» LA CONSIGNE
Renvoyez tel quel le passage du texte sur l'image de la femme dans la littérature qui s'ouvre sur « Cependant le problème » et se termine par « multiples et variées. ».

Cependant le problème de la condition féminine suscite actuellement de nombreuses mesures et de multiples discours.

Parallèlement à ces devises, on peut s'interroger sur la place réservée à la compagne de l'homme dans le contexte littéraire.

Quelle image de la femme nous apportent donc le livre et ses antécédents ? Selon les époques, selon les auteurs, la femme change de visage.

Elle est en quelque sorte un miroir à faces multiples et variées.

Cependant sa place dans la littérature est, souvent, il faut le reconnaître, le reflet de celle que la société a daigné lui accorder. La Bible nous la présente comme un être insignifiant et faible, dérisoire.

Elle interprète la réplique de Jésus lors des Noces de Cana comme une rebuffade et déclare en fait que les femmes n'ont pas à s'occuper des affaires publiques ; la Vierge Marie, symbole de la pureté, mère de Jésus, essuya cette réponse sèche et froide de son fils : « Femme, de quoi te mêles-tu ? » Voltaire, lui aussi, anti-féministe convaincu, ne manqua jamais de railler la femme et son insensibilité, son inconstance.

Sémire, la belle promise du sage Zadig, n'est ni plus ni moins qu'une jolie fleur frivole et peu raisonnable.

Or le philosophe froid et lucide, amoureux de la raison, resta un célibataire heureux et conseilla au sage de ne jamais prendre femme.

Le récit de la prise de Jéricho, tel que Victor Hugo le transpose dans Les Châtiments, insiste sur la présence des femmes qui filent leur quenouille. La femme semble donc ne rien représenter ; elle est véritablement insignifiante quand on ne l'accable pas de défauts.

Elle sait être méchante ou jalouse à plaisir, comme la reine Cléopâtre ou la belle-mère de Blanche neige. Elle est infidèle et trompeuse, habile à manier l'homme, comme la Célimène de Molière, hypocrite et fausse prude comme Arsinoé.

Or son sort est bien médiocre. On la voit toujours travaillant et s'affairant à son ménage ou à sa cuisine, soucieuse du menu à préparer et menant les enfants en classe ; les premiers manuels scolaires nous présentent cette image de la maman de Rémi et Colette, et c'est bien souvent la conception de la femme que les bambins se font.

La femme est-elle aussi évoquée sous cet angle dans la littérature — disons : plus évoluée ? Henriette, héroïne de Balzac, n'a rien à envier à la douce maman de Rémi et Colette.

Elle est la femme cajolant ses enfants et dévouée à leurs soins.

Elle veille et les console, se montre attentive au moindre de leurs troubles ; sa vie est monotone, son amour se perd dans l'abîme de l'habitude et sa sensibilité souffre.

» MATÉRIEL FOURNI
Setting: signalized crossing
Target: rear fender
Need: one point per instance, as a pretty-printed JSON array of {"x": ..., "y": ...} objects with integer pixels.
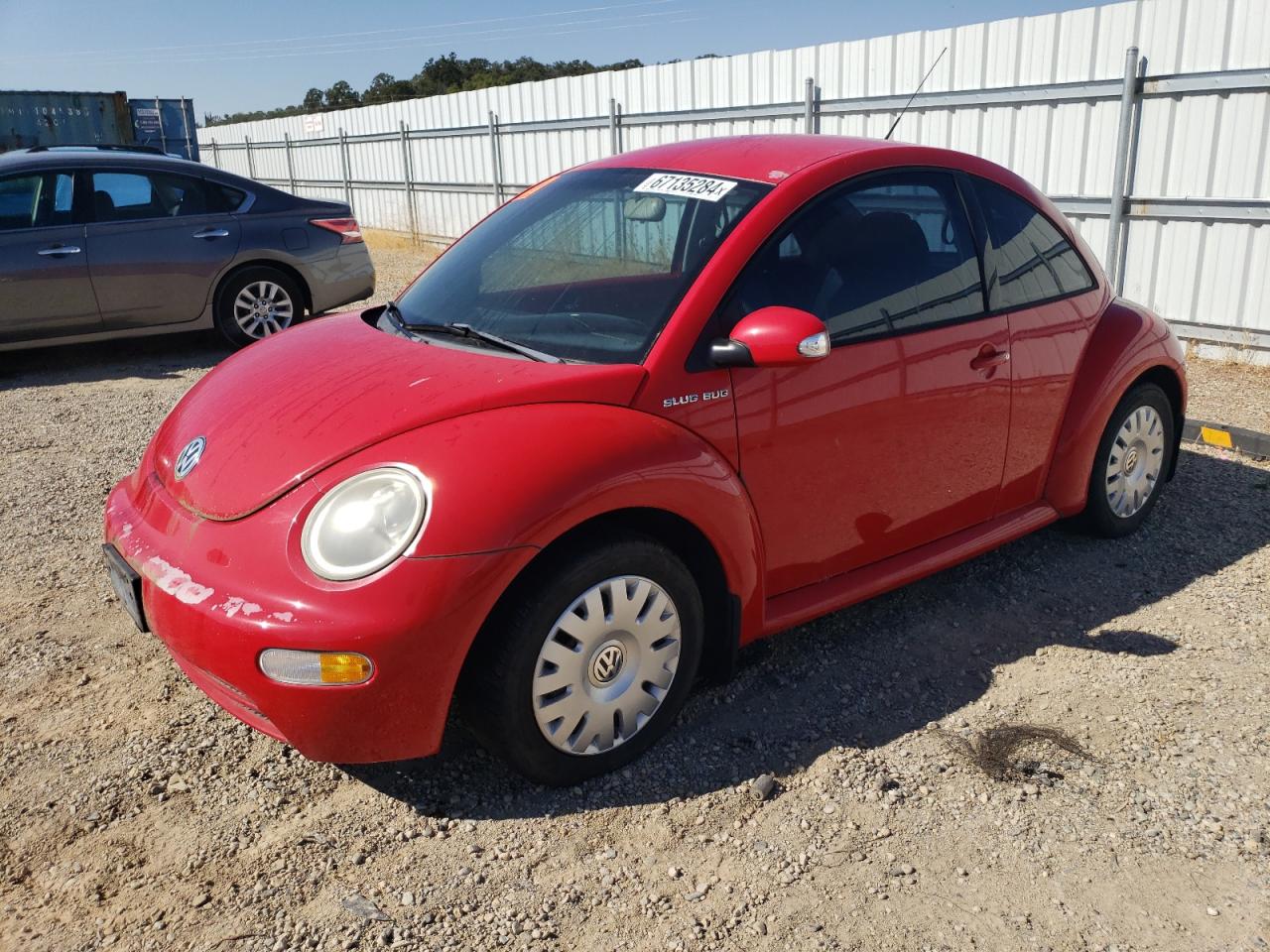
[{"x": 1128, "y": 341}]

» SOLUTION DE L'EXERCICE
Cependant le problème de la condition féminine suscite actuellement de nombreuses mesures et de multiples discours.

Parallèlement à ces devises, on peut s'interroger sur la place réservée à la compagne de l'homme dans le contexte littéraire.

Quelle image de la femme nous apportent donc le livre et ses antécédents ? Selon les époques, selon les auteurs, la femme change de visage.

Elle est en quelque sorte un miroir à faces multiples et variées.